TESTO IN ESAME -
La sequenza si ripeterà ogni volta identica. Lei sul primo gradino delle scale di casa, lo sguardo rivolto verso lʼalto. Il corpo contratto mentre sale fino al ballatoio, gli occhi spalancati alla ricerca di una presenza, le orecchie tese a percepire i rumori, il naso attento a sentire lʼodore del caffè. Ma niente. È lʼassenza a colpirla, lo spazio vuoto lasciato da qualcosa che prima era presente e adesso non cʼè più.”

Le isole di Norman – Norman da “Lʼisola del tesoro” di Stevenson – è un paesaggio disseminato di mementi e libri, dove ci si orienta annusando lʼaria e così rievocando lʼodore che hanno le reminiscenze. Perché i frammenti mnemonici sono sì scivolosi, ma gli umori rimangono addosso. Ed è con il corpo che Elena deve fare i conti. A partire dall’incidente, un ormeggio al quale si affida mentre simula il suo perimetraggio. Sono le cicatrici sulla schiena e sulle gambe le sue oasi, i suoi rifugi permanenti. Dopo che una pentola traballante su una stufa accesa si è capovolta e lʼha inondata, condannandola a un rogo perenne.

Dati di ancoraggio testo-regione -
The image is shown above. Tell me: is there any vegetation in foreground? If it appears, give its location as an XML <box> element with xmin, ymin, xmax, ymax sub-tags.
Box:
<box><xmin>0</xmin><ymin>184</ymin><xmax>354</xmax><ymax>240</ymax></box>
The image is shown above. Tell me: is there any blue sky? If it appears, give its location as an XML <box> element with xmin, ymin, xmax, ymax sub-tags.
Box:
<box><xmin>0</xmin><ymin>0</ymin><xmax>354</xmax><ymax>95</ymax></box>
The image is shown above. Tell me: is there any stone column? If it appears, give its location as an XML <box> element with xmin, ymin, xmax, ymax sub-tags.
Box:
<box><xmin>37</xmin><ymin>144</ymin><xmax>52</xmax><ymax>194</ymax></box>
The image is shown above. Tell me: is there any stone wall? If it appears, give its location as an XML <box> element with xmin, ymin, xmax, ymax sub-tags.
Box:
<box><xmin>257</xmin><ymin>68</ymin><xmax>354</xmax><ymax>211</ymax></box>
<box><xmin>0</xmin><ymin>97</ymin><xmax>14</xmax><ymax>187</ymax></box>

CONSEGNE -
A) Trascrivi dal testo in esame il passo che comincia con le parole "Le isole di" e si chiude con le parole "un rogo perenne.".
B) Riscrivi in forma di elenco il paragrafo del testo in esame che inizia con "Le isole di Norman", conservandone i fatti principali.
C) Secondo il testo in esame, da quale libro proviene il nome Norman?
Le voci costituiscono un materiale a sé, distinto dal testo in esame.

RISPOSTE SCRITTE -
A)
Le isole di Norman – Norman da “Lʼisola del tesoro” di Stevenson – è un paesaggio disseminato di mementi e libri, dove ci si orienta annusando lʼaria e così rievocando lʼodore che hanno le reminiscenze. Perché i frammenti mnemonici sono sì scivolosi, ma gli umori rimangono addosso. Ed è con il corpo che Elena deve fare i conti. A partire dall’incidente, un ormeggio al quale si affida mentre simula il suo perimetraggio. Sono le cicatrici sulla schiena e sulle gambe le sue oasi, i suoi rifugi permanenti. Dopo che una pentola traballante su una stufa accesa si è capovolta e lʼha inondata, condannandola a un rogo perenne.

B)
- Le isole di Norman è un paesaggio pieno di mementi e libri, dove ci si orienta con l'olfatto e si rievoca l'odore dei ricordi.
- Il nome Norman viene da "Lʼisola del tesoro" di Stevenson.
- I frammenti di memoria sono scivolosi, ma gli umori restano addosso.
- Elena deve fare i conti con il proprio corpo, a partire dall'incidente.
- Le cicatrici sulla schiena e sulle gambe sono le sue oasi e i suoi rifugi permanenti.
- Una pentola traballante su una stufa accesa si è capovolta e l'ha inondata.

C) Da "Lʼisola del tesoro" di Stevenson.